## Problem requirements:
Repeat each entry below without omitting a single word.

Natural-language object grounding data:
++++++

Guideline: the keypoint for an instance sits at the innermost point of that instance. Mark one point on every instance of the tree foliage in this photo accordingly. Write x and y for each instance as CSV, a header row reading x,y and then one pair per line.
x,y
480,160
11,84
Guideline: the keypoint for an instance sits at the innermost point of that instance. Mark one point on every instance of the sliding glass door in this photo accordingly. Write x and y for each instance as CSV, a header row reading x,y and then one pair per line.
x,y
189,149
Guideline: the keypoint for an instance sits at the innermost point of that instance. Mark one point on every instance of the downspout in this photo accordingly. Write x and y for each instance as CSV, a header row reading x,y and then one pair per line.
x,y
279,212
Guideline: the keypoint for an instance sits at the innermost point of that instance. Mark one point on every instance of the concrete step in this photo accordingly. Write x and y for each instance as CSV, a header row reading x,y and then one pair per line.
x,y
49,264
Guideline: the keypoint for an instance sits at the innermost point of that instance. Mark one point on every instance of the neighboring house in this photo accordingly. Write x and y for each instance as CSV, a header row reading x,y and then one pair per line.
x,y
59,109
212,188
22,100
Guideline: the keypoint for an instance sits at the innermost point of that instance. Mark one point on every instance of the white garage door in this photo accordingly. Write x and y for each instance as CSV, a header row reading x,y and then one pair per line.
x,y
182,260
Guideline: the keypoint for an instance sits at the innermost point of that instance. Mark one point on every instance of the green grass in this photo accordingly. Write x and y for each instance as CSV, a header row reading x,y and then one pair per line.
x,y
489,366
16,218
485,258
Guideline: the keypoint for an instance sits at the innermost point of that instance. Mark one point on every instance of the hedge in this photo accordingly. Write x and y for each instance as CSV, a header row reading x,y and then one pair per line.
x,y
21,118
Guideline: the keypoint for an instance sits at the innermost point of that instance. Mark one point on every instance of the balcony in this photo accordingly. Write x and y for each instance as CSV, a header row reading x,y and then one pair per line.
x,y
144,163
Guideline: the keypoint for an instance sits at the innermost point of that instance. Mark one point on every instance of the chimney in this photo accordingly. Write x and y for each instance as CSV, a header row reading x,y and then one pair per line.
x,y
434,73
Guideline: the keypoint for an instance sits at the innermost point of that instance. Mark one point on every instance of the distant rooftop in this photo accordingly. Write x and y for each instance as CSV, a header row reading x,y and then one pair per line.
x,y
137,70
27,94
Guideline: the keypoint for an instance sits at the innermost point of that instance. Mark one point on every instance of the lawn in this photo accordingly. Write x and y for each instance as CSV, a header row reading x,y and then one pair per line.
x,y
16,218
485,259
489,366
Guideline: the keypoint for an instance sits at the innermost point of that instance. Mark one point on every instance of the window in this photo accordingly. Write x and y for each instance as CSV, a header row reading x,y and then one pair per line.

++++++

## Written solution:
Guideline: the keypoint for an instance sits at the innermost point of that instance. Mark one point on every instance of the tree foliage in this photo accordingly. Write x and y for each instance as CSV, a header row reading x,y and then one pair per line.
x,y
480,160
11,84
Guideline: the keypoint for an instance sits at the innermost point of that instance. Mark one point on every instance of the sliding glass door in this photo accordingly. Write x and y for each instance as CSV, a header row reading x,y and then one pair per line.
x,y
189,149
Guideline: the keypoint for an instance sits at the innermost point of that instance. Mark one point on every instance of the downspout in this photo accordingly. Write x and y for each instance as CSV, a header row reading x,y and then one pair per line.
x,y
279,212
Guideline: the keypoint for an instance sits at the innermost point of that instance. Mark one point on every instance of the concrete step in this photo accordingly. Write x and y for each instance as CSV, a header row reading x,y and then one pair per line.
x,y
49,264
Guideline: the keypoint for an instance sits at the innermost point of that instance. Mark one point on every instance of the neighboring house in this photo accordingly. Write x and y for each instance as CSV, a header row reading x,y and then one pair per line.
x,y
59,109
212,188
22,100
Guideline: the keypoint for an instance sits at the innermost point of that instance. Mark one point on every instance of the white garage door in this photo accordingly. Write x and y for each instance as CSV, a header row reading x,y and then one pair per line.
x,y
182,260
Guideline: the keypoint for an instance sits at the innermost point of that instance. Mark one point on every instance of the green grass in this photo accordingly. Write x and y for each instance as CSV, a header row reading x,y and then one pair per line.
x,y
489,366
16,218
485,258
Guideline: the keypoint for an instance sits at the innermost point of that instance. Mark one point on every instance of the hedge in this photo accordingly. Write x and y for each instance as CSV, a header row reading x,y and then one pair per line.
x,y
21,118
Guideline: the keypoint for an instance sits at the innermost point of that instance. Mark one point on every instance of the balcony in this photo accordingly. Write x and y for each instance as CSV, a header row reading x,y and then one pair per line.
x,y
144,163
Guideline: the keypoint for an instance sits at the innermost point of that instance. Mark one point on every instance of the chimney in this photo accordingly. Write x and y for each instance as CSV, a header row reading x,y and then one pair per line.
x,y
434,73
Guideline: the keypoint for an instance sits at the innermost point of that instance. Mark one point on every instance of the distant rooftop in this photo accordingly. Write x and y for each instance as CSV, a header row reading x,y and then one pair per line.
x,y
137,70
27,94
Guideline: the keypoint for an instance sits at the innermost point of that instance. Mark one point on every instance of the lawn in this photo accordingly. Write x and y for each instance as CSV, a header row reading x,y and then one pair per line.
x,y
16,218
485,259
489,366
Guideline: the keypoint for an instance sits at the innermost point of that instance. Mark one point on every instance of the window in this photo accordingly. Write x and y for each instance as CSV, a header row reading x,y and then one pair per line.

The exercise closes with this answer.